(Dataset rows on where objects appear)
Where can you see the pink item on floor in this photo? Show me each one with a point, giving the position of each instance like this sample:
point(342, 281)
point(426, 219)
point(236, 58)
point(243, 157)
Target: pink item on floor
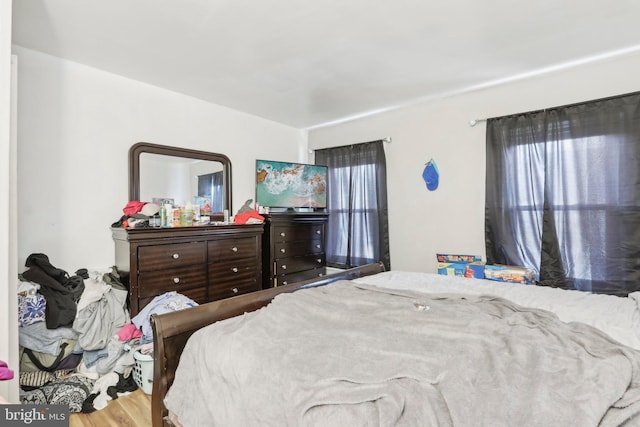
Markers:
point(128, 332)
point(5, 372)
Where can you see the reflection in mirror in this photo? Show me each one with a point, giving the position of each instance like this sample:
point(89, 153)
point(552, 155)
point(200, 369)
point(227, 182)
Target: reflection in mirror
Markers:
point(180, 176)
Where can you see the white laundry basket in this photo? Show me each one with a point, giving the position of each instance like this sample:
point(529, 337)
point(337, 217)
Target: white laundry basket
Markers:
point(143, 371)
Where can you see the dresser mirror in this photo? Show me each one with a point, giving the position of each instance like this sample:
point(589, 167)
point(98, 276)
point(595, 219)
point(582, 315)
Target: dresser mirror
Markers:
point(159, 173)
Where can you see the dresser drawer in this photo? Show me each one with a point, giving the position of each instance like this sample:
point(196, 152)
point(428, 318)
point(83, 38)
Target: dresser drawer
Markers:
point(297, 232)
point(297, 247)
point(173, 279)
point(164, 257)
point(233, 271)
point(199, 295)
point(232, 249)
point(294, 264)
point(228, 290)
point(300, 276)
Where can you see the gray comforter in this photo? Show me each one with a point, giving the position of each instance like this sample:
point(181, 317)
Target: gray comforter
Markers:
point(348, 355)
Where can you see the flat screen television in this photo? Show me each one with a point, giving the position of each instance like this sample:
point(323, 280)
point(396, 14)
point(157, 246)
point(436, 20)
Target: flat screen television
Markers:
point(290, 185)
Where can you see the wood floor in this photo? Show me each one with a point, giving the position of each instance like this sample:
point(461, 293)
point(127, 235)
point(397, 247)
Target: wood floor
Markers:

→ **Task objective**:
Every line from the one containing "Where can you see the gray" through the end of the entries above must be echoed exactly, with both ends kept.

→ **Full response**:
Where can you see the gray comforter in this photo? Show me each one with a point, giving the position of each instance like this sample:
point(181, 317)
Target: gray comforter
Markers:
point(348, 355)
Where can you see the flat screen television in this photo? Show me each one with a point, giving the position of each instance like this sample:
point(323, 280)
point(396, 14)
point(157, 246)
point(436, 20)
Target: flat screen television
Markers:
point(290, 185)
Where can you see the wood floor in this photo? Show me each one with a point, giving the position of each instance like this sample:
point(461, 293)
point(127, 235)
point(397, 247)
Target: wood floor
Markers:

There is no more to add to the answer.